--- Enunciado ---
Responde estas preguntas con lo que dice el texto sobre el discurso de Benedicto XVI:
1. ¿Entre quiénes era el diálogo que citó el Papa?
2. ¿En qué mes y año llegó la reacción de los medios?
3. ¿Qué noción presentó como elemento constitutivo de la fe cristiana?

--- Texto de lectura ---
>>>

A su emoción evidente por volver a las aulas en las que tanto aprendió y enseñó pronto se sumó, sin embargo, una sensación de tristeza: gran parte del público no había entendido la profundidad de sus palabras. En aquella ocasión, en el corazón del discurso que pronunció, Benedicto XVI citó un diálogo entre el emperador bizantino Manuel II Paleólogo y un erudito persa. En ese intercambio citado por el Papa, el emperador afirma: «Muéstrame también lo que Mahoma ha traído de nuevo, y encontrarás solamente cosas malas e inhumanas, como su disposición de difundir por medio de la espada la fe que predicaba». Entonces se armó la mundial, claro.
Aunque la cita, tomada de un contexto histórico concreto, fue mencionada por Benedicto XVI como punto de partida para reflexionar sobre el uso de la violencia en nombre de Dios, lo cierto es que sus empeños por dialogar con unos y otros se vieron repentinamente frustrados. Tampoco su reflexión sobre la noción de logos —razón divina— como elemento constitutivo de la fe cristiana valió para entender estas líneas en la universidad en la que un día dio clases como un sencillo profesor ordinario.
Aquel septiembre de 2006 la reacción mediática no se hizo esperar. Diversos líderes musulmanes y gobiernos del mundo islámico acusaron al Papa de islamofobia y de reavivar estereotipos negativos, en medio de un clima interreligioso cuando menos turbulento. Las palabras de Ratzinger provocaron protestas en las calles, iglesias atacadas y una fuerte tensión diplomática. Sin embargo, muchas de las críticas ignoraron —desconocemos si pretendidamente— el contexto y el propósito real del discurso. Lejos de atacar al islam, Benedicto XVI quería denunciar toda forma de violencia religiosa y subrayar la necesidad de una razón ilustrada en el diálogo interreligioso. De nuevo, su postura fue la de un progresista frente al progresismo.

<<<

[Extractos de datos etiquetados con recuadros]
>>>

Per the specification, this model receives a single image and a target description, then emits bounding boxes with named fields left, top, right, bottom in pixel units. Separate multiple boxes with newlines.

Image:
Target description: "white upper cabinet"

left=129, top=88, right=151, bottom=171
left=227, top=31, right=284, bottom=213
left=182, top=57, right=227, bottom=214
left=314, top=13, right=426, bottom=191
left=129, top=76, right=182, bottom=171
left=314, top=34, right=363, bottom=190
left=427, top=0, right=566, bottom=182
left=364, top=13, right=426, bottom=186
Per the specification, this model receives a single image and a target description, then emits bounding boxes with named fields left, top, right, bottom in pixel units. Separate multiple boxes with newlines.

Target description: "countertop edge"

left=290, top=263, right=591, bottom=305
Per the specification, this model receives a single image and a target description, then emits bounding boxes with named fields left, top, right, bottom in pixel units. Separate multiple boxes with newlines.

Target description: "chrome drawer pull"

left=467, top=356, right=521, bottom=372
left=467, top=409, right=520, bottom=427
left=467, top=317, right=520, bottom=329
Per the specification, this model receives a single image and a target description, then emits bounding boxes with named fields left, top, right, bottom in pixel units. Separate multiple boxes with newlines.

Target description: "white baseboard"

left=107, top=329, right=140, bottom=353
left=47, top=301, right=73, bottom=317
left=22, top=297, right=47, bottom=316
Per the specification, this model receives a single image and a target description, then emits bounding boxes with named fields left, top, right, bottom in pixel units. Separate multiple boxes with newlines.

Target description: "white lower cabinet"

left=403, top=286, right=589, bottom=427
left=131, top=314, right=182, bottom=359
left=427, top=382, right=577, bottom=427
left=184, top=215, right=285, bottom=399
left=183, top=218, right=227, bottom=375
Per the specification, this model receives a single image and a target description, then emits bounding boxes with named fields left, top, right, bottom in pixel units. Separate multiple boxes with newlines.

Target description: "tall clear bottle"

<<<

--- Respuesta ---
1. Entre el emperador bizantino Manuel II Paleólogo y un erudito persa.
2. En septiembre de 2006.
3. La noción de logos, o razón divina.